WORK TO COMPLETE.
Recast everything from the line containing "find the baked" down to the line containing "[212,29,226,34]", both included, as a two-column CSV with the headers text and answer, one row per item. Quote each field, turn line breaks into spaces, and leave the pictures out.

-- start --

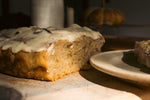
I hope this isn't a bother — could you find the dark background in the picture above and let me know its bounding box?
[0,0,150,37]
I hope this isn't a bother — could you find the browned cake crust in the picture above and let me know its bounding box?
[0,36,104,81]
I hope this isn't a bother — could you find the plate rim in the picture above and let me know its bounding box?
[90,49,150,85]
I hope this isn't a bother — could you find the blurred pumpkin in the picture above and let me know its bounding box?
[82,8,125,26]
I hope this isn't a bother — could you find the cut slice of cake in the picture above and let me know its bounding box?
[0,24,105,81]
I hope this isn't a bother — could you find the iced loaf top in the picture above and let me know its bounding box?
[0,24,102,53]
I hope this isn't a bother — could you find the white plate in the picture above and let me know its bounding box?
[90,50,150,86]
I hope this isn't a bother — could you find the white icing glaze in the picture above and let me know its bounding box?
[0,24,102,53]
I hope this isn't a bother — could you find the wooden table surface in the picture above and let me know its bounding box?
[0,36,150,100]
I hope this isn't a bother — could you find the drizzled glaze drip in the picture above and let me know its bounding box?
[0,24,101,53]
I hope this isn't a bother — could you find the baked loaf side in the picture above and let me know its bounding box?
[0,26,104,81]
[135,40,150,68]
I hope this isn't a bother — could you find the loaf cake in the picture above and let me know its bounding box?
[135,40,150,68]
[0,24,105,81]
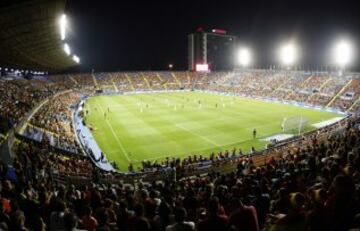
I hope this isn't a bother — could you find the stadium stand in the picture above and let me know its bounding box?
[0,70,360,230]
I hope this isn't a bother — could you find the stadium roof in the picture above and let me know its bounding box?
[0,0,77,71]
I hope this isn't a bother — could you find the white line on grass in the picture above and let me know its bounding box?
[96,101,131,162]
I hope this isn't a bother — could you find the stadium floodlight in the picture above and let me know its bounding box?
[237,48,251,67]
[64,43,71,55]
[333,40,353,68]
[73,55,80,63]
[59,14,67,40]
[280,42,297,66]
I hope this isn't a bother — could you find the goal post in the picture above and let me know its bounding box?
[281,116,309,134]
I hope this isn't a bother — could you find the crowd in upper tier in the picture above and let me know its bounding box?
[0,70,360,231]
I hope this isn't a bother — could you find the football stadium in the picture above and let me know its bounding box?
[0,0,360,231]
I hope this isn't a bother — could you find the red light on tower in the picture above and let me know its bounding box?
[196,63,209,72]
[212,29,226,34]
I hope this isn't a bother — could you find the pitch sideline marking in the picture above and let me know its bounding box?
[96,101,131,162]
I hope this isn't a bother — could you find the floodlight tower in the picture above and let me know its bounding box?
[279,42,298,69]
[333,39,353,72]
[237,48,251,68]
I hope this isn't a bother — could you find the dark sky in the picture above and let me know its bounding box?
[66,0,360,71]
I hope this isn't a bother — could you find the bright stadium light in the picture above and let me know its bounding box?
[64,43,71,55]
[73,55,80,63]
[237,48,251,67]
[280,42,297,66]
[59,14,67,40]
[333,40,353,68]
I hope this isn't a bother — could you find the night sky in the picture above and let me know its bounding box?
[66,0,360,71]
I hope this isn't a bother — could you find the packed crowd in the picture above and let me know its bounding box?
[27,92,82,152]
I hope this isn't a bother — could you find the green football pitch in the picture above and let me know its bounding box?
[85,92,339,171]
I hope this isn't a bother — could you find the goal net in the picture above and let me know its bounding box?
[281,116,309,134]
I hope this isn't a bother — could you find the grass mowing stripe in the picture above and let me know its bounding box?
[86,92,344,169]
[96,98,130,162]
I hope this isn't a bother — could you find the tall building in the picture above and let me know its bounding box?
[188,28,237,71]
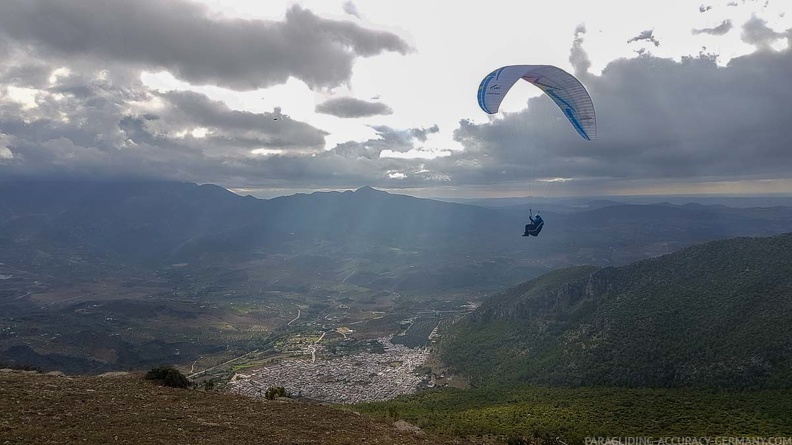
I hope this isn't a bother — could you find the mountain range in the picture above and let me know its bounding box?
[441,233,792,388]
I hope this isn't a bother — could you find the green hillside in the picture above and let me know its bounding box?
[439,234,792,388]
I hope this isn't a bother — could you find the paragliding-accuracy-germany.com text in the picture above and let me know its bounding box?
[584,436,792,445]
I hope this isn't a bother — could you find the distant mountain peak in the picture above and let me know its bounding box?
[355,185,388,195]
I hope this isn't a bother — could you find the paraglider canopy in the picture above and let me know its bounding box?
[478,65,597,141]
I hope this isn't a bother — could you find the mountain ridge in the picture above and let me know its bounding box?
[441,233,792,387]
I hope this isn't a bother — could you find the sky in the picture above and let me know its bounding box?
[0,0,792,198]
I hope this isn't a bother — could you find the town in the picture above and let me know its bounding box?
[228,337,434,403]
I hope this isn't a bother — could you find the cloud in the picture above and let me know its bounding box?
[740,15,792,49]
[0,0,410,90]
[627,29,660,46]
[316,97,393,118]
[693,20,733,36]
[0,62,327,182]
[446,43,792,190]
[344,1,360,18]
[569,25,591,77]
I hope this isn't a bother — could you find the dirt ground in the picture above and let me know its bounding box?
[0,371,474,445]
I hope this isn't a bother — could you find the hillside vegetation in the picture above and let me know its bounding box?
[440,234,792,388]
[0,372,470,445]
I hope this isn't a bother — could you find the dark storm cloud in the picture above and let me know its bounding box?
[316,97,393,118]
[0,63,326,182]
[442,46,792,190]
[0,0,410,90]
[627,29,660,46]
[693,20,734,36]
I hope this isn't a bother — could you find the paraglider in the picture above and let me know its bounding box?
[523,212,544,236]
[478,65,597,236]
[478,65,597,141]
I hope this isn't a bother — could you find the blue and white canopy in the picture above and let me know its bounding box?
[478,65,597,141]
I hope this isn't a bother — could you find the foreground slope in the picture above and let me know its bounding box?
[0,373,466,445]
[441,234,792,388]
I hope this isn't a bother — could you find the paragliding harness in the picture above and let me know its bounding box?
[523,209,544,236]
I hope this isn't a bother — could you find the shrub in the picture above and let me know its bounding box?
[146,366,192,388]
[264,386,290,400]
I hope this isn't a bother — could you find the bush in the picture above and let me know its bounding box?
[146,366,192,388]
[264,386,290,400]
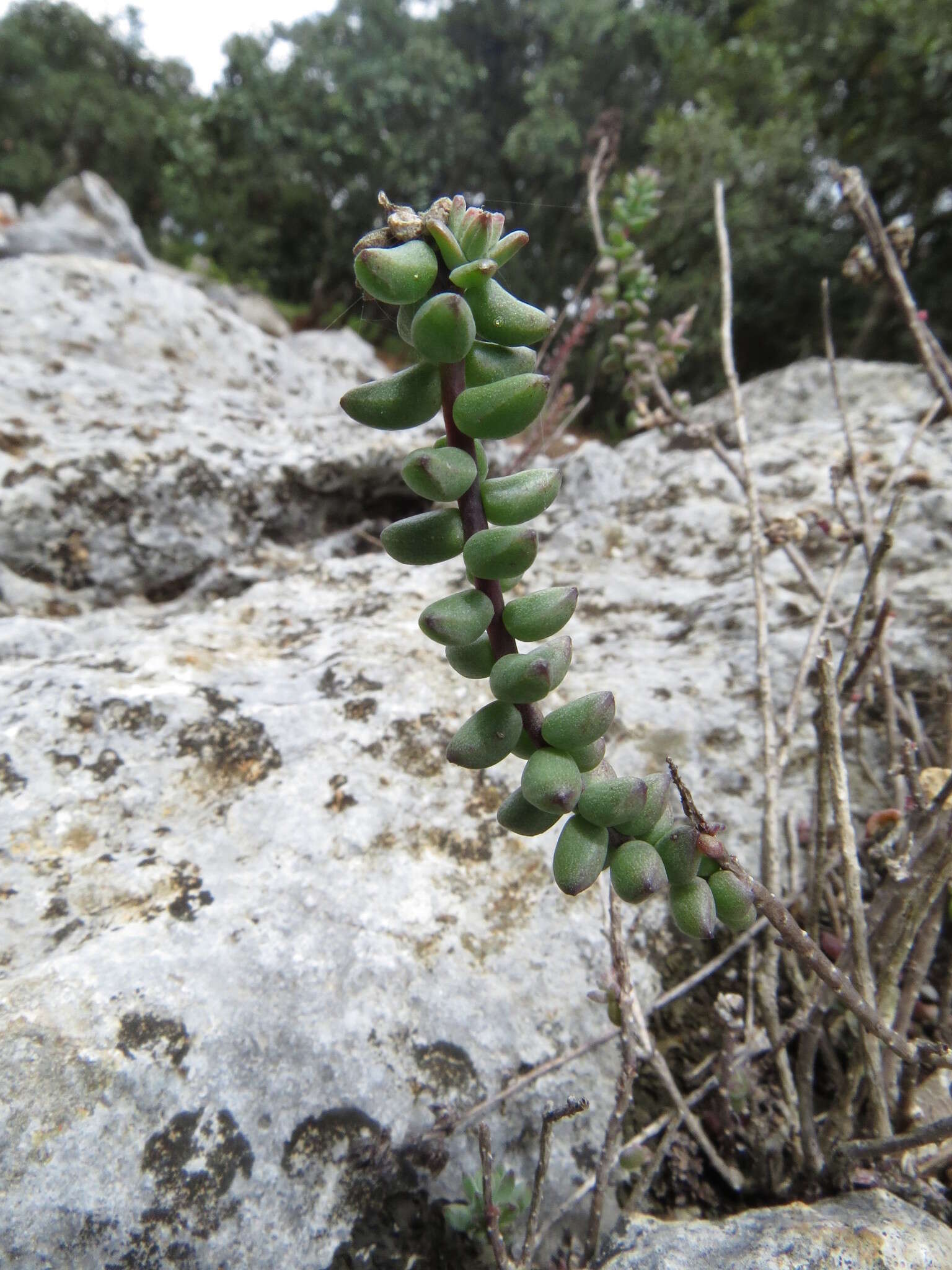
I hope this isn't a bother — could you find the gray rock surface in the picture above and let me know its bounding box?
[0,257,429,603]
[601,1190,952,1270]
[0,258,952,1270]
[0,171,152,268]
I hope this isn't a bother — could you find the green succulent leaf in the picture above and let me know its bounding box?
[426,221,466,269]
[401,446,477,503]
[513,728,538,758]
[354,239,437,305]
[466,279,553,345]
[420,588,493,646]
[668,877,717,940]
[521,749,581,815]
[571,737,606,776]
[579,776,645,825]
[480,468,562,525]
[433,437,488,480]
[453,375,549,441]
[464,527,538,580]
[459,207,500,260]
[488,635,573,705]
[655,822,700,887]
[581,758,618,790]
[447,635,495,680]
[552,815,608,895]
[610,840,668,904]
[503,587,579,645]
[443,1204,474,1235]
[490,230,529,269]
[379,508,465,564]
[447,701,522,767]
[466,339,536,389]
[447,194,466,239]
[410,291,476,362]
[466,569,522,590]
[705,874,757,935]
[496,787,562,838]
[397,300,423,348]
[543,696,614,752]
[340,362,442,432]
[642,807,678,847]
[449,257,499,291]
[618,772,672,845]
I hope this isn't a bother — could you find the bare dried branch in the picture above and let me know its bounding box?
[477,1120,515,1270]
[819,645,892,1135]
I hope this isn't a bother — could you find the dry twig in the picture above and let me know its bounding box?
[819,645,892,1135]
[519,1099,589,1270]
[478,1120,515,1270]
[713,180,797,1132]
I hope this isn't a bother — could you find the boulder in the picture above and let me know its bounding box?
[599,1190,952,1270]
[0,257,426,603]
[0,245,952,1270]
[0,171,152,269]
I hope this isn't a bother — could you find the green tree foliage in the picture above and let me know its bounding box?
[0,0,202,242]
[0,0,952,393]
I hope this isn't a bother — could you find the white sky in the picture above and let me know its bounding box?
[0,0,334,93]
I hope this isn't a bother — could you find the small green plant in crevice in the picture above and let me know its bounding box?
[342,194,756,938]
[342,194,756,938]
[596,167,697,432]
[443,1165,531,1242]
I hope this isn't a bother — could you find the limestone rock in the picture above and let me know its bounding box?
[0,171,152,269]
[0,257,435,603]
[0,554,629,1270]
[0,257,952,1270]
[599,1190,952,1270]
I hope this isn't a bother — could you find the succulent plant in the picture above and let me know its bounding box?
[342,193,736,939]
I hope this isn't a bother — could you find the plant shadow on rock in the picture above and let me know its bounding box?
[282,1106,485,1270]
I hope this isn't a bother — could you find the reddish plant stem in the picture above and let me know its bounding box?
[439,362,545,749]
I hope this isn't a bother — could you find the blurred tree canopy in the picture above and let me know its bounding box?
[0,0,952,401]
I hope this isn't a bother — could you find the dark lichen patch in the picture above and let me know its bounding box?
[86,749,123,783]
[324,772,356,812]
[178,714,281,785]
[344,697,377,722]
[115,1011,192,1068]
[387,714,453,776]
[424,820,504,864]
[350,670,383,692]
[46,749,82,772]
[102,697,166,737]
[0,755,27,794]
[141,1108,255,1238]
[104,1231,200,1270]
[50,917,86,948]
[326,1176,486,1270]
[66,703,97,732]
[414,1040,478,1093]
[169,859,214,922]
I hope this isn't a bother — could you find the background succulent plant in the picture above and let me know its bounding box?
[340,190,756,938]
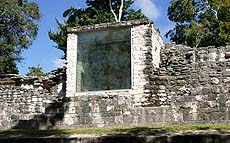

-- end --

OUTPUT FOR THIS TASK.
text,answer
"I hope this isn't a bother — could you find the baked loaf side in the picture above and let me know its bounding box?","[0,26,104,81] [135,40,150,68]"
"I hope this isn't a bother — could you find the loaf cake in the picture above and let me know its bounding box?","[135,40,150,68] [0,24,105,81]"
"I hope this isn't a bother — could you find the stadium stand in the picture above and let me know its bounding box?","[0,70,360,230]"
"I hope this isn't a bother — could you find the stadium roof in the picture above and let me know its bounding box?","[0,0,77,71]"
"I hope this isn't a bother — could you find the white line on grass in the picture above and let me know its bounding box?","[96,101,131,162]"
"I hope this isn't a bother — could you find the stadium floodlight in the picture above and let me know its bounding box?","[237,48,251,67] [64,43,71,55] [333,40,353,68] [73,55,80,63] [59,14,67,40] [280,42,297,66]"
"I hope this isn't a bother — could you find the goal post in the picture above and let me know its bounding box?","[281,116,309,134]"
"I hope this isn't a bother — could you find the crowd in upper tier in the picture above and let me know its bounding box?","[0,70,360,231]"
"I hope this isn't a bother — could you find the football stadium in the picture above and let me know its bounding box?","[0,0,360,231]"
"I hope this isn't a bother — could you find the red light on tower in the picture above and let me know its bounding box?","[196,63,209,72] [212,29,226,34]"